_Brano estratto_:
▬▬▬

Vola l’agricoltura biodinamica che nel 2020 ha mostrato dati di export migliori rispetto a tutto il resto del comparto agricolo rafforzando la sua diffusione nelle piazze estere più remunerative. La quasi totalità della produzione, il 95%, ha raggiunto mercati di pregio come Germania e Centro Europa, Paesi Scandinavi, Gran Bretagna, Stati Uniti e Giappone.
“La crescita del mercato estero per i prodotti biodinamici italiani è stata del 14% e di quello interno del 9%”, spiega Carlo Triarico, presidente dell’Associazione per l’Agricoltura Biodinamica che poi aggiunge: “questi dati documentano il cambiamento dei consumi alimentari a seguito della pandemia e sono un esempio utile per adottare una strategia di sviluppo dell’agricoltura del Paese verso produzioni di pregio e mercati più remunerativi. L’export risulta un fattore trainante per il settore biodinamico, in particolare se il suo tasso di crescita viene paragonato a quello del comparto primario: le esportazioni agroalimentari sono aumentate dell’1,7% nei primi 11 mesi 2020 (-9,9% il dato nazionale), mentre quelle del biologico dell’8%, in tutto l'anno. L’esperienza delle aziende che sposano il metodo biodinamico, 4.500 secondo i dati Ministero delle Politiche Agricole più recenti, può raccontare qualcosa al sistema-paese in agricoltura e in particolare alle sue 80.000 aziende bio”. E questo a partire dalla remuneratività: secondo l’ultima indagine sulla biodinamica, pubblicata sul Bioreport 2018, il fatturato medio per ettaro di un’azienda certificata biodinamica risulta essere di 13.309 euro, di gran lunga superiore sia alla produzione lorda vendibile di un’azienda biologica (2.441 euro), sia a quello di un’azienda convenzionale (3.207 euro). Un dato di cui tenere conto, visto che l’Italia si è confermata anche nel 2020 primo paese in Europa per valore aggiunto in agricoltura, pari a 31,3 miliardi di euro. Da tenere in considerazione, poi, la storia di realtà biodinamiche italiane che hanno deciso di puntare esclusivamente sull’export, come Fattoria La Vialla, una delle più grandi aziende biologiche d’Europa, con i suoi 1.500 ettari di superficie in Toscana e prodotti venduti interamente in Germania. Scelta netta anche per il Consorzio Bif, che riunisce decine di aziende biodinamiche da nord a sud e commercia il 100% nei mercati del Centro e Nord Europa.

▬▬▬

Dati registrati:

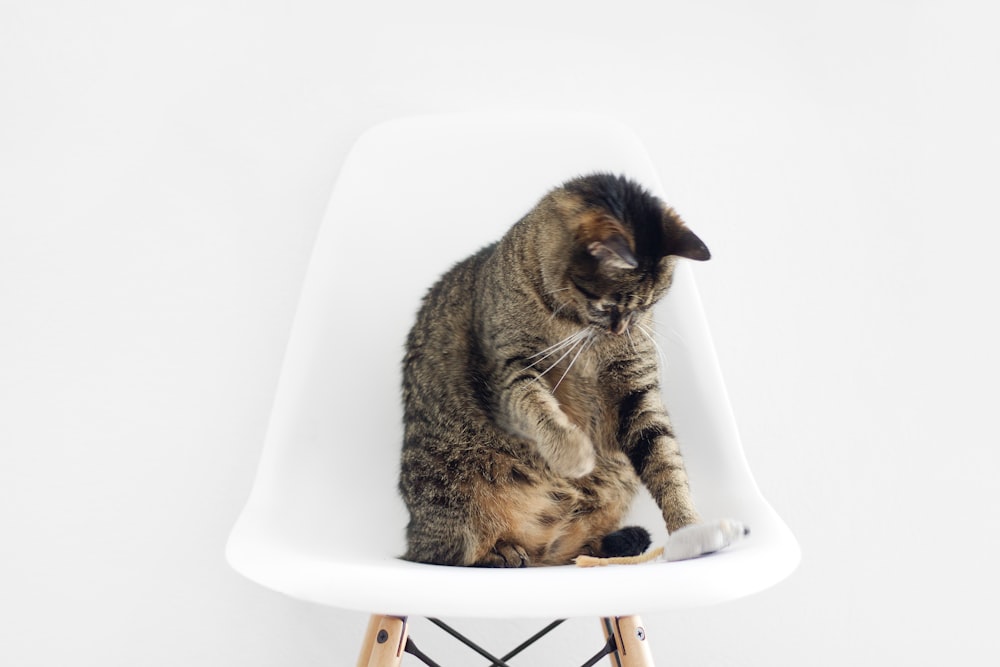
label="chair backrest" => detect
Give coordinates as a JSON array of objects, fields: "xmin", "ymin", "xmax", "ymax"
[{"xmin": 232, "ymin": 115, "xmax": 759, "ymax": 560}]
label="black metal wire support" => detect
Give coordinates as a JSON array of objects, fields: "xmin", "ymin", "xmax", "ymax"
[
  {"xmin": 403, "ymin": 637, "xmax": 441, "ymax": 667},
  {"xmin": 403, "ymin": 618, "xmax": 618, "ymax": 667}
]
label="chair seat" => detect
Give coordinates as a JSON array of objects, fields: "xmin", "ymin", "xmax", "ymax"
[{"xmin": 227, "ymin": 115, "xmax": 799, "ymax": 618}]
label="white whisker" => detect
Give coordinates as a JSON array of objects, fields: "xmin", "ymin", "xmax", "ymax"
[
  {"xmin": 528, "ymin": 329, "xmax": 585, "ymax": 368},
  {"xmin": 636, "ymin": 322, "xmax": 669, "ymax": 368},
  {"xmin": 528, "ymin": 330, "xmax": 587, "ymax": 377},
  {"xmin": 552, "ymin": 333, "xmax": 594, "ymax": 392}
]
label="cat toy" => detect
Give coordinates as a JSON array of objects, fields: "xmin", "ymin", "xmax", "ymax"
[{"xmin": 574, "ymin": 519, "xmax": 750, "ymax": 567}]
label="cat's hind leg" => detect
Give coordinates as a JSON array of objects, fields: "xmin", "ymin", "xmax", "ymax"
[
  {"xmin": 403, "ymin": 512, "xmax": 476, "ymax": 565},
  {"xmin": 474, "ymin": 541, "xmax": 531, "ymax": 567}
]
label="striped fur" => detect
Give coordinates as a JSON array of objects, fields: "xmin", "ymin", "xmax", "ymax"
[{"xmin": 399, "ymin": 174, "xmax": 708, "ymax": 567}]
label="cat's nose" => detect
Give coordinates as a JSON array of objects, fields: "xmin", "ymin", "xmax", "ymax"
[{"xmin": 608, "ymin": 308, "xmax": 630, "ymax": 336}]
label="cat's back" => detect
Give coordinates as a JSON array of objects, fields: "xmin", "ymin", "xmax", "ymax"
[{"xmin": 403, "ymin": 244, "xmax": 497, "ymax": 412}]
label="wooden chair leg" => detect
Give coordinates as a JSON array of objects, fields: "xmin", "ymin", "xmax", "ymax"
[
  {"xmin": 601, "ymin": 616, "xmax": 655, "ymax": 667},
  {"xmin": 357, "ymin": 614, "xmax": 409, "ymax": 667}
]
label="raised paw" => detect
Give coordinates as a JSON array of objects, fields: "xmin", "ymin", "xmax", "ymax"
[
  {"xmin": 663, "ymin": 519, "xmax": 750, "ymax": 561},
  {"xmin": 538, "ymin": 425, "xmax": 597, "ymax": 478},
  {"xmin": 476, "ymin": 542, "xmax": 530, "ymax": 567}
]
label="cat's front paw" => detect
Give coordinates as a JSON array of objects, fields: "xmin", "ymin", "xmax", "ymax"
[
  {"xmin": 539, "ymin": 425, "xmax": 597, "ymax": 478},
  {"xmin": 663, "ymin": 519, "xmax": 750, "ymax": 561}
]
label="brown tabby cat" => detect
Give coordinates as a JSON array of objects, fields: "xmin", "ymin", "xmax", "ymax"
[{"xmin": 399, "ymin": 174, "xmax": 709, "ymax": 567}]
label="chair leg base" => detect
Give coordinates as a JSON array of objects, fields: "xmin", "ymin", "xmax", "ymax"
[
  {"xmin": 357, "ymin": 614, "xmax": 409, "ymax": 667},
  {"xmin": 601, "ymin": 616, "xmax": 655, "ymax": 667},
  {"xmin": 357, "ymin": 614, "xmax": 655, "ymax": 667}
]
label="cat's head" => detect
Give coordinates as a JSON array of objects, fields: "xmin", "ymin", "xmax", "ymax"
[{"xmin": 545, "ymin": 174, "xmax": 710, "ymax": 334}]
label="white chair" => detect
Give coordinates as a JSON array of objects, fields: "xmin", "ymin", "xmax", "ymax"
[{"xmin": 226, "ymin": 115, "xmax": 799, "ymax": 665}]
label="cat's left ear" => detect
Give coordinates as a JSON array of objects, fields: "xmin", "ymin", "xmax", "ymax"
[
  {"xmin": 666, "ymin": 227, "xmax": 712, "ymax": 262},
  {"xmin": 587, "ymin": 233, "xmax": 639, "ymax": 269}
]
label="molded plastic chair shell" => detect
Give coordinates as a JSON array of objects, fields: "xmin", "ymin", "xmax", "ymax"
[{"xmin": 226, "ymin": 115, "xmax": 799, "ymax": 618}]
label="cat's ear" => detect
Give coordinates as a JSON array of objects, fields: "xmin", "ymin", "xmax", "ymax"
[
  {"xmin": 666, "ymin": 227, "xmax": 712, "ymax": 262},
  {"xmin": 587, "ymin": 234, "xmax": 639, "ymax": 269}
]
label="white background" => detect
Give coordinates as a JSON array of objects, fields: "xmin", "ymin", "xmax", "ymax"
[{"xmin": 0, "ymin": 0, "xmax": 1000, "ymax": 667}]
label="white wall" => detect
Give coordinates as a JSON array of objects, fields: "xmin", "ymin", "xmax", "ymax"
[{"xmin": 0, "ymin": 0, "xmax": 1000, "ymax": 666}]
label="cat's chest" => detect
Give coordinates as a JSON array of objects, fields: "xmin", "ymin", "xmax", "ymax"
[{"xmin": 552, "ymin": 359, "xmax": 611, "ymax": 440}]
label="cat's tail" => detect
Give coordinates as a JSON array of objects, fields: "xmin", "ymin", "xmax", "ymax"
[{"xmin": 601, "ymin": 526, "xmax": 653, "ymax": 558}]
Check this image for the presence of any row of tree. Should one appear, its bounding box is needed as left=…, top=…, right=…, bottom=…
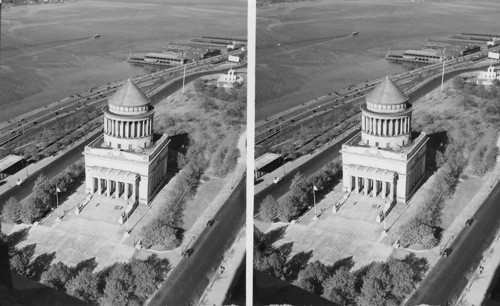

▬▬▬

_Attività da svolgere_:
(a) Copia il testo sull'agricoltura biodinamica tra "Vola l’agricoltura biodinamica" e "Uniti e Giappone.", entrambi inclusi.
(b) Prosegui il testo sull'agricoltura biodinamica ripartendo subito dopo la sua ultima frase.

_Soluzioni_:
(a)
Vola l’agricoltura biodinamica che nel 2020 ha mostrato dati di export migliori rispetto a tutto il resto del comparto agricolo rafforzando la sua diffusione nelle piazze estere più remunerative. La quasi totalità della produzione, il 95%, ha raggiunto mercati di pregio come Germania e Centro Europa, Paesi Scandinavi, Gran Bretagna, Stati Uniti e Giappone.

(b)
Ci sono anche casi unici, in questo periodo di crisi, come quello dell Consorzio Natura e Alimenta, in Piemonte, ovvero il maggior produttore di latte bio in Italia che è riuscito nell'impresa di vendere il suo latte biodinamico alla Germania, paese leader del settore in Europa con il 20% di quote latte vaccino consegnato. Oppure la Cantina sociale di Orsogna, una realtà abruzzese che raccoglie centinaia di produttori ed esporta vino biodinamico, che è riuscita ad aumentare le vendite del 20% nonostante un anno critico per la vendita del vino.
“Puntare alle produzioni di pregio che interessano i mercati più ricchi può essere determinante per il Paese, che è già il maggior esportatore al mondo di prodotti biologici, dopo gli Stati Uniti - osserva Triarico - per questo il trend biodinamico meriterebbe di essere esplorato per facilitare i processi di miglioramento continuo delle performance economiche dell’agricoltura italiana, coerentemente con la vocazione di alta qualità del comparto agricolo nazionale e con la sfida del Green Deal Ue. Gli standard biodinamici aderiscono per natura alle indicazioni della strategia Farm to Fork, individuate dalla Commissione, una sfida non semplice per le imprese agricole di tutta l’Unione. In questo senso, l’Italia può sfruttare una posizione di vantaggio alla partenza, grazie al carattere di qualità della sua agricoltura e dalla leadership in bioagricoltura”.